# oh man



## wynedot55 (May 29, 2009)

i just got an email from a guy wanting to sale a bred cow an a 3 in 1.an i had to tell him that i couldnt buy any cows this year.having these teeth out sure has messed me up.keeps me from buying cows.


----------



## Farmer Kitty (May 29, 2009)

That is a rough one!


----------



## wynedot55 (May 29, 2009)

but thats ok i dont need cows right now.


----------



## Thewife (May 29, 2009)

wynedot55 said:
			
		

> but thats ok i dont need cows right now.


Yea, you never post any pictures anyway!
If you got more, you would tell us, we would ask for pictures and get our hopes up, then you would NOT post any!
It's just easier on those of us that would really like to see pictures of Beefmasters if you would just NOT add to your herd!


----------



## wynedot55 (May 30, 2009)

your right i need the money for other toys.


----------



## Thewife (May 30, 2009)

wynedot55 said:
			
		

> your right i need the money for other toys.


Nope, no toys for you! 
Toys are for good boys(and girls) that post pictures!
I think you should be sent to your room with no dinner!


----------



## wynedot55 (May 30, 2009)

no dinner pouts.then id waste away.


----------



## Imissmygirls (May 30, 2009)

Just curious...
Are we sure that Wynedot really has cows?  Has he EVER posted a pic? hmmm?????
Perhaps those beefmasters are figments of his imagination?





*hehe...perhaps we can dare him to come clean, or at the very least find his camera!*


----------



## Farmer Kitty (May 30, 2009)

Imissmygirls said:
			
		

> Just curious...
> Are we sure that Wynedot really has cows?  Has he EVER posted a pic? hmmm?????
> Perhaps those beefmasters are figments of his imagination?
> 
> ...


He posted pics that he admitted were old, once.


----------



## wynedot55 (May 30, 2009)

oh i got a camera.i just dont try to take pics.because i dont think im good at taking pics.an ive posted some pics on here long ago.


----------



## Farmer Kitty (May 30, 2009)

wynedot55 said:
			
		

> oh i got a camera.i just dont try to take pics.because i dont think im good at taking pics.an ive posted some pics on here long ago.


Practice, practice, practice. That is how you get good at taking pics. Besides, we don't care if they are good pics or not.


----------



## wynedot55 (May 30, 2009)

§ LISTED RECORDS
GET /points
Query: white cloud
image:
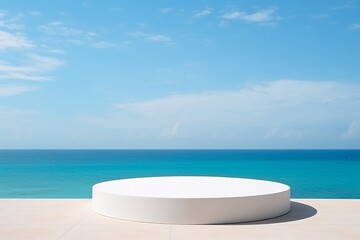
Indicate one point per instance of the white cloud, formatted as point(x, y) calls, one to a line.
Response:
point(158, 38)
point(203, 13)
point(104, 44)
point(11, 22)
point(265, 15)
point(354, 27)
point(299, 111)
point(59, 28)
point(9, 40)
point(175, 131)
point(36, 69)
point(35, 13)
point(166, 10)
point(151, 37)
point(74, 36)
point(353, 130)
point(14, 90)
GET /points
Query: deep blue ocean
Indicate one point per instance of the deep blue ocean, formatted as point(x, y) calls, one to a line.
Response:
point(71, 173)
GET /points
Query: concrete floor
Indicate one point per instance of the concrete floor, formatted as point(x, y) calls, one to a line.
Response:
point(73, 219)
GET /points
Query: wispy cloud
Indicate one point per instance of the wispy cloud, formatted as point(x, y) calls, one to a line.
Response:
point(59, 28)
point(174, 132)
point(278, 110)
point(11, 22)
point(10, 40)
point(151, 37)
point(74, 36)
point(262, 16)
point(166, 10)
point(353, 130)
point(35, 13)
point(11, 90)
point(35, 68)
point(203, 13)
point(346, 6)
point(354, 27)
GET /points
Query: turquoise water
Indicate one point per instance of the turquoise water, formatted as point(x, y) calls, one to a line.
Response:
point(71, 173)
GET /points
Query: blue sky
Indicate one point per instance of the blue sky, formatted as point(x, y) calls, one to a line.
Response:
point(179, 74)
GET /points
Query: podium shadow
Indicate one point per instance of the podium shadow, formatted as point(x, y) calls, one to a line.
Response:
point(298, 211)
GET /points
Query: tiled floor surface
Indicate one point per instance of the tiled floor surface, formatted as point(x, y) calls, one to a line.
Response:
point(73, 219)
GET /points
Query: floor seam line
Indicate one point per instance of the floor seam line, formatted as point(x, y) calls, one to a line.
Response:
point(71, 228)
point(170, 232)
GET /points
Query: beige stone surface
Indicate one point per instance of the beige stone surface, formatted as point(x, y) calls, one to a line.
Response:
point(70, 219)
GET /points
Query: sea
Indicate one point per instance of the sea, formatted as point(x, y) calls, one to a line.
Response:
point(330, 174)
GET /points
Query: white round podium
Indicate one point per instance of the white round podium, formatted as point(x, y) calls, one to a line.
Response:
point(191, 199)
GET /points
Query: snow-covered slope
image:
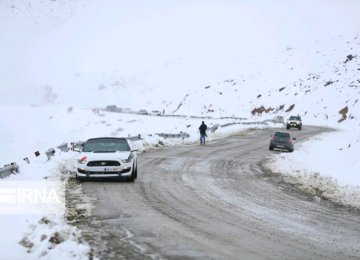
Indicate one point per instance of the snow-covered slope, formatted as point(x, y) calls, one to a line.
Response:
point(60, 59)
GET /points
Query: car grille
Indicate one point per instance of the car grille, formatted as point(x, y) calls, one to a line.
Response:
point(99, 172)
point(103, 163)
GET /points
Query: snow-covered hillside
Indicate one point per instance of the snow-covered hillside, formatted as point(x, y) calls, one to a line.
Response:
point(62, 59)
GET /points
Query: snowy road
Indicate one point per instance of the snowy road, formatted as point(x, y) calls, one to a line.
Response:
point(215, 202)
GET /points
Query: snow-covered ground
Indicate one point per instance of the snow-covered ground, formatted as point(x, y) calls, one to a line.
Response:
point(62, 59)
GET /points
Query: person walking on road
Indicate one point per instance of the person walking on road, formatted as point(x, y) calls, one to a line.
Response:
point(202, 130)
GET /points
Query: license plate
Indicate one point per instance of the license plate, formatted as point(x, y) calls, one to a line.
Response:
point(110, 170)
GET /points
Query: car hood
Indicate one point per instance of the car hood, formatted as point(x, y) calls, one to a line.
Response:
point(91, 156)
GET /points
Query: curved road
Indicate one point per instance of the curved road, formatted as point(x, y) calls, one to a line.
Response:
point(215, 202)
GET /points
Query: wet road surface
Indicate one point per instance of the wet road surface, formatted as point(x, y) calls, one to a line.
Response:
point(215, 202)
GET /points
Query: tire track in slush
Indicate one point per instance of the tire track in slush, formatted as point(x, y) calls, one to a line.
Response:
point(216, 202)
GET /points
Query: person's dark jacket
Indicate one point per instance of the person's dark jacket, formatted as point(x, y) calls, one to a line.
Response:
point(202, 129)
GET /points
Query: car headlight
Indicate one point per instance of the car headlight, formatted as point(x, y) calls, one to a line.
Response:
point(131, 157)
point(82, 160)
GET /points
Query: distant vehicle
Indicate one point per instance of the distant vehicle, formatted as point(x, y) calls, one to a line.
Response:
point(282, 141)
point(155, 113)
point(106, 157)
point(113, 108)
point(143, 112)
point(294, 121)
point(126, 110)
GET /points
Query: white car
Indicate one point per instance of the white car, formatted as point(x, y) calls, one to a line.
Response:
point(106, 157)
point(155, 113)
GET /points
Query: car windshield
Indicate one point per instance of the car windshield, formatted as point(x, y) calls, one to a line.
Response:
point(106, 146)
point(282, 135)
point(295, 118)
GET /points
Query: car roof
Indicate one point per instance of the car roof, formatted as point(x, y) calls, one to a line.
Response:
point(283, 133)
point(106, 139)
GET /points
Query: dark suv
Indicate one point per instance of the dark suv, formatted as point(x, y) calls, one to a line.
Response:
point(282, 141)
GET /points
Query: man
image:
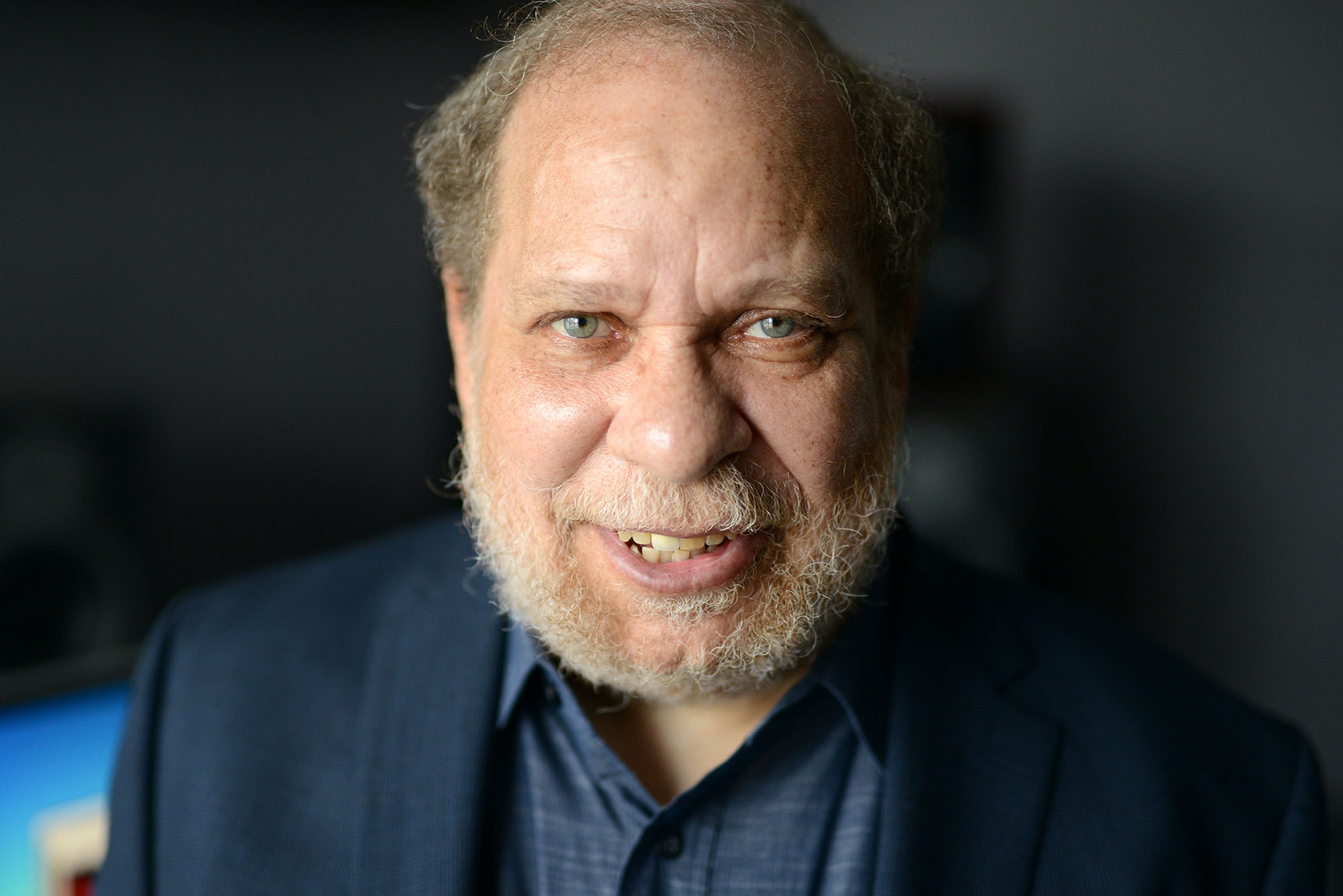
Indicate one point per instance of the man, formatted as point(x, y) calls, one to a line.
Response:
point(679, 243)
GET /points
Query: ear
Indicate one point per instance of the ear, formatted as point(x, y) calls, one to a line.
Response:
point(461, 336)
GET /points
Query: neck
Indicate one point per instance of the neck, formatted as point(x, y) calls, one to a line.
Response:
point(672, 746)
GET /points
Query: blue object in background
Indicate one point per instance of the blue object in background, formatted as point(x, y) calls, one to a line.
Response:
point(54, 752)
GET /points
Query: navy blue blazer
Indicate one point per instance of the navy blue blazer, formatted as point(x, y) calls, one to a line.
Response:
point(328, 729)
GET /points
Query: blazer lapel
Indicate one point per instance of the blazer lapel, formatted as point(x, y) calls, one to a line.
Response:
point(428, 732)
point(969, 770)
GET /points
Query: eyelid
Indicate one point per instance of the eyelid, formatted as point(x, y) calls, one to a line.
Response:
point(557, 323)
point(805, 325)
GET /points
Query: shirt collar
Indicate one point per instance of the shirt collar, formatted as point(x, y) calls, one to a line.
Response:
point(522, 656)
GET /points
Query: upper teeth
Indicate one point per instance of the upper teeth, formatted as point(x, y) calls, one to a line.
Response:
point(661, 549)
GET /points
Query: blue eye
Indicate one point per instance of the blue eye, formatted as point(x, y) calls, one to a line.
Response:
point(581, 326)
point(773, 328)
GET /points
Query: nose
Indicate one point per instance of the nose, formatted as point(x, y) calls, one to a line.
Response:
point(676, 419)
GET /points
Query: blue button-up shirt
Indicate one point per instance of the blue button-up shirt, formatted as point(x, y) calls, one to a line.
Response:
point(793, 811)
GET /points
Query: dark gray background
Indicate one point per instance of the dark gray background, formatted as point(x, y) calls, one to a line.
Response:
point(221, 342)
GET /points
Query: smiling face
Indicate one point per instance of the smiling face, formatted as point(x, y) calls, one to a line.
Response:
point(675, 450)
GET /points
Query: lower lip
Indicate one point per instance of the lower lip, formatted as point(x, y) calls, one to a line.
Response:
point(708, 570)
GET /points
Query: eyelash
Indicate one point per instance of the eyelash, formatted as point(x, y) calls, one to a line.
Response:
point(802, 326)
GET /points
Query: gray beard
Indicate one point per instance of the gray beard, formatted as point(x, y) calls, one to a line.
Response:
point(813, 565)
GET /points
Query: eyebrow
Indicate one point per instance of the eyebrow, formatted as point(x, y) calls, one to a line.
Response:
point(824, 289)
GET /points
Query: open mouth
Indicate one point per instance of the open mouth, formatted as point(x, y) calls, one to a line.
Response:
point(671, 549)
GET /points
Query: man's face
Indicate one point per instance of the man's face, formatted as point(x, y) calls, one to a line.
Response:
point(674, 341)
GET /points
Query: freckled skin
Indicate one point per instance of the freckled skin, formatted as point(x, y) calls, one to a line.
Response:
point(674, 187)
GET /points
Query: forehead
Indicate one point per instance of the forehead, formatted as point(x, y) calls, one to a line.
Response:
point(644, 138)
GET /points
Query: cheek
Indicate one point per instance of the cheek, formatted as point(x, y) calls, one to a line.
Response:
point(538, 427)
point(819, 426)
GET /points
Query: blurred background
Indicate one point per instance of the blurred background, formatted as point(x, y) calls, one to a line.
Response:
point(221, 342)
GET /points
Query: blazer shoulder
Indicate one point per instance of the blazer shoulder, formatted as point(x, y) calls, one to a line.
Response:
point(330, 599)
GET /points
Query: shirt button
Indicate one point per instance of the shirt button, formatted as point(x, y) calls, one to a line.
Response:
point(669, 846)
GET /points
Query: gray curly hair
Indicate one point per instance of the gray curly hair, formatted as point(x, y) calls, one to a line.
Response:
point(898, 149)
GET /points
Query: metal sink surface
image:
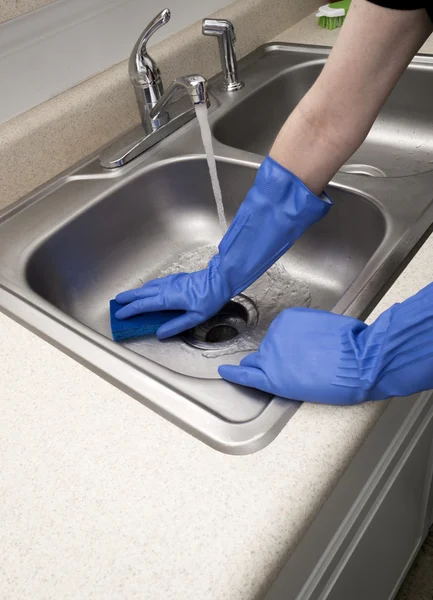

§ AIM 1
Answer these about the cow thread:
(a) What two things did the man who emailed wynedot55 want to sell?
(b) What does wynedot55 say he needs the money for instead?
(c) According to Farmer Kitty, what kind of pictures did wynedot55 post once?
§ AIM 2
Pick up the cow thread where it stops and keep it going.
The entries have nothing to do with the cow thread.

§ WRITTEN ANSWER 1
(a) A bred cow and a 3 in 1.
(b) Other toys.
(c) Pictures that he admitted were old.

§ WRITTEN ANSWER 2
well i may just take a bunch of pics next time the cows come up.


----------



## jhm47 (May 30, 2009)

I'm not holding my breath!


----------



## Farmer Kitty (May 30, 2009)

jhm47 said:
			
		

> I'm not holding my breath!


Me either.


----------



## Thewife (May 30, 2009)

jhm47 said:
			
		

> I'm not holding my breath!


Well I'm gonna hold mine!

And if I just disappear from the boards you know why!


----------



## jhm47 (May 30, 2009)

Hey, I'm a paramedic.  If you need oxygen, just call.  My response time might be a bit long, but I'll at least make it for the funeral.  Back here we always have a big meal after funerals.  With the economy like it is, we might all be looking for funerals to attend just to get something to eat.  

Actually, I know some people who attend funerals, weddings, graduation parties, whatever, just for the free meals.


----------



## Thewife (May 31, 2009)

jhm47 said:
			
		

> Hey, I'm a paramedic.  If you need oxygen, just call.  My response time might be a bit long, but I'll at least make it for the funeral.  Back here we always have a big meal after funerals.  With the economy like it is, we might all be looking for funerals to attend just to get something to eat.
> 
> Actually, I know some people who attend funerals, weddings, graduation parties, whatever, just for the free meals.


I don't need oxygen!  
My skin is starting to match my blue eyes though, is that bad?

No funeral for me!
Told Hubby and the boy to dump my ashes on the big mound in the field and go fishing!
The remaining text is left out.